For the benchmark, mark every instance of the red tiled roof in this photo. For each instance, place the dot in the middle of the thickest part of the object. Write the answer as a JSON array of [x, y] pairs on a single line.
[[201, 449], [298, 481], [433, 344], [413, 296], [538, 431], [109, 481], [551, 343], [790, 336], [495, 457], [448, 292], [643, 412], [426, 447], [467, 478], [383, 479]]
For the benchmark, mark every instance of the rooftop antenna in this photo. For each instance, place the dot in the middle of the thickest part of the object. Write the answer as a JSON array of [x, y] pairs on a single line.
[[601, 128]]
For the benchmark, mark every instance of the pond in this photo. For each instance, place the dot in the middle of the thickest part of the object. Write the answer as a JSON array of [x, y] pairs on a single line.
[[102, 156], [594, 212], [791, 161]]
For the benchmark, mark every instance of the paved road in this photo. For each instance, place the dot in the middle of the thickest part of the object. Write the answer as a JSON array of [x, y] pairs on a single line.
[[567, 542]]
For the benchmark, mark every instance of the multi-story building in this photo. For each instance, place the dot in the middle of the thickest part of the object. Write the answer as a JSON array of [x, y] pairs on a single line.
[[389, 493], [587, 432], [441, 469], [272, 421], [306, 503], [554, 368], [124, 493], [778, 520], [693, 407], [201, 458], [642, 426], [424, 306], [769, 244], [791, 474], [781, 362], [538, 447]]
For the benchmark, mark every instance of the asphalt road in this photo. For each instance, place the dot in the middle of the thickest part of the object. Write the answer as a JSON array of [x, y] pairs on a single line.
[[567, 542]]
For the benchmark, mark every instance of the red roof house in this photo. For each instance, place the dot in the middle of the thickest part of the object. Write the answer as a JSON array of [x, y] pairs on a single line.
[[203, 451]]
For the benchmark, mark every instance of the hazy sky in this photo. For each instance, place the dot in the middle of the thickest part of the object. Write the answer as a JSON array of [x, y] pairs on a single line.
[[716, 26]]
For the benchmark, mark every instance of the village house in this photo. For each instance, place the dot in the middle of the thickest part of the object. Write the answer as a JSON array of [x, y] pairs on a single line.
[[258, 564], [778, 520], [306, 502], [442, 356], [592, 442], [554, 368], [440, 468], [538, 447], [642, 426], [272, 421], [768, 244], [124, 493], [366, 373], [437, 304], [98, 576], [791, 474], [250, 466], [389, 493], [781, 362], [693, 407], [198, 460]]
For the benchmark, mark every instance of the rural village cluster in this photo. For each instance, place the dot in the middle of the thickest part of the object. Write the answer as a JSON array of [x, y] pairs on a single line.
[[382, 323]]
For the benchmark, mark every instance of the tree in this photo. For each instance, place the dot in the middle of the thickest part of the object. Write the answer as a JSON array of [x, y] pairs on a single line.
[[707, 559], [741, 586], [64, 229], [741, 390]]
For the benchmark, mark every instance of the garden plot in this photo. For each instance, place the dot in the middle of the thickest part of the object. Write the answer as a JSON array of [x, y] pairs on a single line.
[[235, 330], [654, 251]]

________________

• Exercise description
Write out the listing above again, word for word, keeping every line unchanged.

• Exercise output
For the benchmark, mark every instance of the red tiled roof in this photo. For each instance, place the dot in the middle of the thickest part of the object. Write the answer as a JSON array of [x, y] pairs on a single line.
[[201, 449], [298, 481], [433, 344], [413, 296], [538, 431], [109, 481], [551, 343], [790, 336], [495, 457], [448, 292], [643, 412], [426, 447], [467, 478], [383, 479]]
For the benchmark, mark every instance of the rooftop antenna in this photo. For each instance, place the dot in the middle of the thickest part of the object. Write the answer as a JSON array of [x, y] pairs on a single line.
[[601, 128]]
For the benchmark, mark every instance of the pond in this photo. For each instance, place the dot in the middle of the thickest part of the object. Write the answer as a JSON array of [x, y] pairs on a single line.
[[102, 156], [594, 212], [791, 161]]
For the benchmark, mark every instance of the paved road in this photo. For each instance, place the dot in the middle of the thickest part of the object. Write the answer as a JSON array of [x, y] pairs on a single line.
[[567, 542]]
For the benchmark, mark every instance of the multi-story building in this photo. For each instance, place the dot in the middle of the thickest part of the object. Write the answer as a JSON array of [x, y] pairs on a single line.
[[389, 493], [587, 432], [441, 469], [272, 421], [306, 503], [554, 368], [124, 493], [778, 520], [693, 407], [201, 458], [642, 426], [424, 306], [769, 244], [791, 474], [781, 362], [538, 447]]
For the benchmark, mark every instance of the asphalt road in this photo. For each instance, place the dot in the middle of the thickest part of the object. Write the answer as a JSON array of [x, y] pairs on a single line.
[[567, 542]]
For the benchmark, mark every instance of the red roof house in this photo. For each instance, place the dot in the middle of the thickest part of the object. Write the answer as a JSON array of [x, y] pairs on a single line.
[[203, 451]]
For the benchmark, mark every instance of the hazy sky in this photo. For each instance, place the dot in the middle of the thickest part of the object. Write the answer as a JSON array of [x, y] pairs on a single line.
[[716, 26]]
For the benchmark, mark every instance of the village house in this photo. For each instance, place the dot in the middle of the thickest part of the object. Write the answer as a JSON array of [x, y] pairs on a single line.
[[258, 564], [778, 520], [306, 502], [442, 356], [592, 442], [554, 368], [440, 468], [538, 447], [642, 426], [272, 421], [768, 244], [124, 493], [366, 373], [437, 304], [98, 576], [791, 474], [250, 466], [389, 493], [781, 362], [693, 407], [198, 460]]
For the benchmark, mark every instance of the rural village cluster in this photo. For each instance, place the dot in the middle of the thickest part of the object. Write the answer as a JSON array of [x, y] pairs on a single line.
[[382, 323]]
For the benchmark, mark every instance of the tree in this photo. For each instance, place the dot in the middle of the thickest part of the object. Write the answer as a JSON array of [x, y] pairs on a single line.
[[707, 559], [741, 586], [64, 229], [741, 390]]
For the benchmark, mark every instance of the garden plot in this photo. For each instance, place the dot in the middle of the thickest part of the object. Write the answer as a JSON array of [x, y] pairs on a single line.
[[235, 330], [654, 251]]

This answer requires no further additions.